§ **Extract provided**
>>>

“‘Outlaw’ is the word that has been used, and abused, to describe…music that deviates from the Nashville norm. The principal way in which this music deviates, ironically enough, is that it is traditional music, which honors roots, black and white, which recognizes Jimmie Rodgers, Ernest Tubb, Hank Williams, and Lefty Frizzell – the pure lineage that runs in an unbroken line through country music.” – Peter Guralnick
This second essay about Peter Guralnick’s masterful collection of essays on roots music, Lost Highway: Journeys and Arrivals of American Musicians will focus on a second group of musicians: those who enjoyed little (or modest) popular success despite receiving highly positive reviews from music critics and the cognoscenti. These are the artists, and their stories pepper the histories of all art forms, known as critics’ darlings, a moniker that is more often more curse than compliment.
The received wisdom is that every artist is (or should be) pursuing his/her singular vision. In that way each artist’s unique vision can contribute to the growth of the particular art form and enrich the culture at large. Which artists become successful (critically and financially) is dependent on how their talents are accepted by both critics and the marketplace. The latter group, people who buy an artist’s work and support an artist’s career, is especially important in an art form such as popular music where commerce plays a bigger a role than critical appreciation.

<<<

§ **Dataset entries**
>>>

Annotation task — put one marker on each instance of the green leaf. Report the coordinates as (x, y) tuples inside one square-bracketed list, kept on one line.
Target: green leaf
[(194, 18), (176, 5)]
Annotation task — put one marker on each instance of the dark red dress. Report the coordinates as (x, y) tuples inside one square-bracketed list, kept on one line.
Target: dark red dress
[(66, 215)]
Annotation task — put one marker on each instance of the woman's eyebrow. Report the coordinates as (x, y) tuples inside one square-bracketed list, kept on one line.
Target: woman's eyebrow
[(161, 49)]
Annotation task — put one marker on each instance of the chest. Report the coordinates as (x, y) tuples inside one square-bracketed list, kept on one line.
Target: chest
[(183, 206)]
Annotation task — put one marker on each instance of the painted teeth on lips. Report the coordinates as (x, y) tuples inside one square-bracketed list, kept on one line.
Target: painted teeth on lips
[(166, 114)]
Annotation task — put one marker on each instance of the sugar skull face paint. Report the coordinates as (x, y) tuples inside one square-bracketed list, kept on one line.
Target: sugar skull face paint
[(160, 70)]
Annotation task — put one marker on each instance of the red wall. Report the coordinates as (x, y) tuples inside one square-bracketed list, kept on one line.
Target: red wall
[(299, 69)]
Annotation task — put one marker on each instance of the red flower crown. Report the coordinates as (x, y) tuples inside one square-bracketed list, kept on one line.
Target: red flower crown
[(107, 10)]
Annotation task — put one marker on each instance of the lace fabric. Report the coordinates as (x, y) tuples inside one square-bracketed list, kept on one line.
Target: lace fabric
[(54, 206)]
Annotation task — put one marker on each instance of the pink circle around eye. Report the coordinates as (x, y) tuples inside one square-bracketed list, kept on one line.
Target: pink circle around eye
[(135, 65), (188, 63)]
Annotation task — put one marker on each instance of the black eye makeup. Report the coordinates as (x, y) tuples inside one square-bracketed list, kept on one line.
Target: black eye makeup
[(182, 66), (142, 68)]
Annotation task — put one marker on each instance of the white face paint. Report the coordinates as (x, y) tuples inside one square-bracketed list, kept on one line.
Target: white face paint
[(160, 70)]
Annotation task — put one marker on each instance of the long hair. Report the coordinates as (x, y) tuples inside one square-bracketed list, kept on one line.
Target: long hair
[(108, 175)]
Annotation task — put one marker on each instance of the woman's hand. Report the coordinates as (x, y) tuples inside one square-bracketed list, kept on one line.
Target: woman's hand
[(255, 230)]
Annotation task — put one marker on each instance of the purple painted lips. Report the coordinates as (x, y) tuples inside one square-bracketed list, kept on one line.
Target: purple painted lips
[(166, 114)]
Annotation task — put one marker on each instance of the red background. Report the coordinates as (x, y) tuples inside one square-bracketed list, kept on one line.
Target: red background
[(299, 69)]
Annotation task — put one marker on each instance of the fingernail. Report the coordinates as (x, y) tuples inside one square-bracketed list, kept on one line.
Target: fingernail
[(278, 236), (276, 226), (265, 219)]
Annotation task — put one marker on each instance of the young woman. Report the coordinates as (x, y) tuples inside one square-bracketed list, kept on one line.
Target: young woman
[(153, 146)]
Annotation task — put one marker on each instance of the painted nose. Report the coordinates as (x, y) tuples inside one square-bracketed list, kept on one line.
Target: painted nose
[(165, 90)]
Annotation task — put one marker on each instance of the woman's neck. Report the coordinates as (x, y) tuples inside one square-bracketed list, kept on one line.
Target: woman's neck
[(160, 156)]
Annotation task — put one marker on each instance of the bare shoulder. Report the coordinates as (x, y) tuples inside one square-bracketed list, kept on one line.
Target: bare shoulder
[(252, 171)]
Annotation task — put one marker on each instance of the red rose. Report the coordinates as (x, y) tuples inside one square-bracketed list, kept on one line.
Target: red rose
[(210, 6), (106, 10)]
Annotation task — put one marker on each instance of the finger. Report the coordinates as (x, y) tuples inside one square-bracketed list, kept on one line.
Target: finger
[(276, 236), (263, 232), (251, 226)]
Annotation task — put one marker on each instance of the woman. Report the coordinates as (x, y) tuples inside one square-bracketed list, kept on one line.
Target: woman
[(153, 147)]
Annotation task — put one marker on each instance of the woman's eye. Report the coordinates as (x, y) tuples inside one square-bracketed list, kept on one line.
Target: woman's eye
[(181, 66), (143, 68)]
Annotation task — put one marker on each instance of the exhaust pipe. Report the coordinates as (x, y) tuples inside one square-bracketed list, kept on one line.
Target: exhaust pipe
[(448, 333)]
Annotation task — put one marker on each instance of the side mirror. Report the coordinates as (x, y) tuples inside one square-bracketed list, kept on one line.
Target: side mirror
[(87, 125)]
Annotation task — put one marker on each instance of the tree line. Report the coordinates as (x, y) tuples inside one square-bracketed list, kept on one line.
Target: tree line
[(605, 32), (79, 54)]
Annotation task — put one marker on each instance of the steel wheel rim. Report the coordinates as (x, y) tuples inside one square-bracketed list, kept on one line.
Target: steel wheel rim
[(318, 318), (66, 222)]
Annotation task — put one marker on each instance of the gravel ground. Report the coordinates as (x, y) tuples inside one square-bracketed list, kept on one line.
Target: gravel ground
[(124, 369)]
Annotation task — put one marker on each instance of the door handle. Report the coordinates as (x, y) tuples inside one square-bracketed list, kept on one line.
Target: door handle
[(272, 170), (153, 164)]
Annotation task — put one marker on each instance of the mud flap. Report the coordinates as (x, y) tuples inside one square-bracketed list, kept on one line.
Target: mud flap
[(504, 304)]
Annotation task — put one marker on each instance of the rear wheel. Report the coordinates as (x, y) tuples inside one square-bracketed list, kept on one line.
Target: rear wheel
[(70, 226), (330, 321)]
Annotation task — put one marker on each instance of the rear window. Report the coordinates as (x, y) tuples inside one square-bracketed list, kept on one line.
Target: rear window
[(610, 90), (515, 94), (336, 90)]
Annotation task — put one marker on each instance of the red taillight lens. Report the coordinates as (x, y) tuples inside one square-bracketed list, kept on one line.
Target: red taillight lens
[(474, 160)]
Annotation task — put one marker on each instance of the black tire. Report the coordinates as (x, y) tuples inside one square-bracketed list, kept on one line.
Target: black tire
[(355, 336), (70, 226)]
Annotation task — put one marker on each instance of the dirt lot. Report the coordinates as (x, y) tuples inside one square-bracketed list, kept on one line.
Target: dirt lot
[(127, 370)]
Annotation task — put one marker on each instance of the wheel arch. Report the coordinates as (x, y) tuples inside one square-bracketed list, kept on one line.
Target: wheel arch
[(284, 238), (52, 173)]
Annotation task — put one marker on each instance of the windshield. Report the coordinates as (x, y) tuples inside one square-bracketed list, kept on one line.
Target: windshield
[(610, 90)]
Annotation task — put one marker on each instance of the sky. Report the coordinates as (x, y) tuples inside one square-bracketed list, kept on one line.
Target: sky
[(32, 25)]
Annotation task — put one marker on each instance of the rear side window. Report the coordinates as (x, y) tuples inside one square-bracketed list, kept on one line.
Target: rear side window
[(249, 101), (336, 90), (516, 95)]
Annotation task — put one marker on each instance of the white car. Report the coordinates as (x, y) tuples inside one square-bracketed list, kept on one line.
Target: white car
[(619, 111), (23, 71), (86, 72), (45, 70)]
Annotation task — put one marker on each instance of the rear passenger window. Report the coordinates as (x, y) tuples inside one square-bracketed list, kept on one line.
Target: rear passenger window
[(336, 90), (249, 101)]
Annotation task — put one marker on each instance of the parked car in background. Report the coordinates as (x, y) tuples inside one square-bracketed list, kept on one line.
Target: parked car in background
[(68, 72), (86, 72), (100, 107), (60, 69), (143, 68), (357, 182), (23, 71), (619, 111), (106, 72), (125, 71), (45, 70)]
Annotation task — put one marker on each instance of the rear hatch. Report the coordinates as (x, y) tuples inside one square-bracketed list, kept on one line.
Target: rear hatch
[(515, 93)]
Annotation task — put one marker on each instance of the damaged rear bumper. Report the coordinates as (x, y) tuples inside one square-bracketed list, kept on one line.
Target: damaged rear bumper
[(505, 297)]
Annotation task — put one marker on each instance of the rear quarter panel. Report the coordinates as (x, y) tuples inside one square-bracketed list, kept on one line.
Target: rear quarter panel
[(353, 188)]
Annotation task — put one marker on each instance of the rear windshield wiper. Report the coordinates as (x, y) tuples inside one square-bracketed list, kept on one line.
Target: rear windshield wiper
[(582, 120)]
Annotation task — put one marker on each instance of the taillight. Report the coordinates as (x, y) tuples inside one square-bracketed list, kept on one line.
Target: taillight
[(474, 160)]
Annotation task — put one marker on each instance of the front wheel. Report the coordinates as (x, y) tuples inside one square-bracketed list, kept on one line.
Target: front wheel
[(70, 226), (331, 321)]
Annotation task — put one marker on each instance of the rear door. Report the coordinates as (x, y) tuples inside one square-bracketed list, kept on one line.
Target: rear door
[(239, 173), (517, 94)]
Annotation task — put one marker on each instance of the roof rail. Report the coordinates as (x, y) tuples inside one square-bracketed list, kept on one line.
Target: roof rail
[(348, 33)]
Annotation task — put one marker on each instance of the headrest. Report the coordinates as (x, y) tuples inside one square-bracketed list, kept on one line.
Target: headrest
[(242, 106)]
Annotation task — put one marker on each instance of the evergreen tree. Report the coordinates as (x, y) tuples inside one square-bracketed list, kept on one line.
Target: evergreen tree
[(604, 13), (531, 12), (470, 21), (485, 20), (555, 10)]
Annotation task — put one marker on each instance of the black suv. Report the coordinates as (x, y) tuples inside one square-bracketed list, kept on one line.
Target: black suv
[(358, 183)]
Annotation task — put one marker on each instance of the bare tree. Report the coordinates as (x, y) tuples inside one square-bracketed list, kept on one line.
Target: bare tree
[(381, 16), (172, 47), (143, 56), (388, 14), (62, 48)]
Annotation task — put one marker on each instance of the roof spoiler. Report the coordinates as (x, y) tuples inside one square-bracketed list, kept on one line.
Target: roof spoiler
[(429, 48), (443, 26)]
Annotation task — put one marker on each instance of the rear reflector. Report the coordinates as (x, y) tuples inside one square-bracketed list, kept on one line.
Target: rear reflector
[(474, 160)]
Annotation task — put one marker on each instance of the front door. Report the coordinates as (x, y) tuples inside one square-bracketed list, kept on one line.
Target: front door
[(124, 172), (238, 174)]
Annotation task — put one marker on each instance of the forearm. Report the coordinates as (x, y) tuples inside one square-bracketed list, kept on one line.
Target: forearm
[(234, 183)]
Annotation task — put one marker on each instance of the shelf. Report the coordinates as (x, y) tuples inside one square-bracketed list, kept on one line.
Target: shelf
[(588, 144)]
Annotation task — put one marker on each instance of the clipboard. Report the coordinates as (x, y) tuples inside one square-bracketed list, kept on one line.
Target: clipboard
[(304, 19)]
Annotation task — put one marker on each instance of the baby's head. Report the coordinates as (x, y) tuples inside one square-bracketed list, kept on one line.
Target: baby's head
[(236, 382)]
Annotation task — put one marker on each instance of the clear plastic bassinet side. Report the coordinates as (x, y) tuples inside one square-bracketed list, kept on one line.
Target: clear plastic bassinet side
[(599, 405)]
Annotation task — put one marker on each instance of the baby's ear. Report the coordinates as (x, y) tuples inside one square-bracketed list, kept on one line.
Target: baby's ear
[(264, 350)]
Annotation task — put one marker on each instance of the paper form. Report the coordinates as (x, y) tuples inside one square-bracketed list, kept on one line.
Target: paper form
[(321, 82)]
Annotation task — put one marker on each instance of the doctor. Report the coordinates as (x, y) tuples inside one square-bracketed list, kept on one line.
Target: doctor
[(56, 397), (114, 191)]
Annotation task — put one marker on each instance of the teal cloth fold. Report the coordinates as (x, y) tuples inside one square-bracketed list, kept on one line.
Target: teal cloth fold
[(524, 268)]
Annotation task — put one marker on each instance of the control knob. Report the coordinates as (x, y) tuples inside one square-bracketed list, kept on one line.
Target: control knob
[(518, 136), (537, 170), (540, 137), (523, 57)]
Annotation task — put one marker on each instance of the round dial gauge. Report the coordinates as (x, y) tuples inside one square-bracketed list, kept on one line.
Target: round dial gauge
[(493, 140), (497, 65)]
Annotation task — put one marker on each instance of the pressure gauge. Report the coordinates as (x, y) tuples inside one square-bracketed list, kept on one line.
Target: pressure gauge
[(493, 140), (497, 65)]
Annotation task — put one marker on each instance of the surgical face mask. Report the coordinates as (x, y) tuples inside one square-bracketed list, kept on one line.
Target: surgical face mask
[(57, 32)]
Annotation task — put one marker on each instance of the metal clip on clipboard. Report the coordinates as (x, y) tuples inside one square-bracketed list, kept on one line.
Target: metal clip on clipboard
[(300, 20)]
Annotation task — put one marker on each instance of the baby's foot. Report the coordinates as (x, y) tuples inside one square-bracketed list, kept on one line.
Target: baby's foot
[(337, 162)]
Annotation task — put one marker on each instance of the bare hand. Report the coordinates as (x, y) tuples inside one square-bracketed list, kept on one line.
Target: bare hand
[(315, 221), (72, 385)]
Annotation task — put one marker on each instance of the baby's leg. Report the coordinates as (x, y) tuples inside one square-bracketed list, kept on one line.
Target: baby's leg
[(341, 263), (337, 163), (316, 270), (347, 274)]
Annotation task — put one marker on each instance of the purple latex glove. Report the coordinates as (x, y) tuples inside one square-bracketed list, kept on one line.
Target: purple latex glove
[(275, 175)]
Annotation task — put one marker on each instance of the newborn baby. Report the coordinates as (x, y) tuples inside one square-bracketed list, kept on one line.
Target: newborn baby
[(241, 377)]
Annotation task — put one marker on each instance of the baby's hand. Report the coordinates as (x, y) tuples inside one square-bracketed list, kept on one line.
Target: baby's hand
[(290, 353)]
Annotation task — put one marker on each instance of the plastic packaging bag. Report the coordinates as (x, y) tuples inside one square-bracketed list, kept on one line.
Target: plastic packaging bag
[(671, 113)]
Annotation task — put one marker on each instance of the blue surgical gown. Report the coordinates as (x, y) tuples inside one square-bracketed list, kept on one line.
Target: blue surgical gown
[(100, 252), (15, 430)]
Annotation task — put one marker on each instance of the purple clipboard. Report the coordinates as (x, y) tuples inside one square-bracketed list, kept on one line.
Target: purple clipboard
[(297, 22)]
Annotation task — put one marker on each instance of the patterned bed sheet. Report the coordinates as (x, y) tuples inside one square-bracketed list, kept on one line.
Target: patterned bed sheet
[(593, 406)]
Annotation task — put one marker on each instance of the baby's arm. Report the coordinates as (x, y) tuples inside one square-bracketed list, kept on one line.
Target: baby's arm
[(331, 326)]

<<<

§ **Set problem**
Copy the passage of the essay on Lost Highway that opens with "The received wisdom" and closes with "than critical appreciation.", renaming "marketplace" as "public". The listing is separate material and does not belong to the essay on Lost Highway.

§ **Result of this exercise**
The received wisdom is that every artist is (or should be) pursuing his/her singular vision. In that way each artist’s unique vision can contribute to the growth of the particular art form and enrich the culture at large. Which artists become successful (critically and financially) is dependent on how their talents are accepted by both critics and the public. The latter group, people who buy an artist’s work and support an artist’s career, is especially important in an art form such as popular music where commerce plays a bigger a role than critical appreciation.